### [Task]
From the listing below, copy each line that contains the word "carved".

### [Data for this exercise]
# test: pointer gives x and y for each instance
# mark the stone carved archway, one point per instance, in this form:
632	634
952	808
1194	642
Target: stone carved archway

### [Exercise answer]
# mark the stone carved archway, one point per instance, in this form:
Target: stone carved archway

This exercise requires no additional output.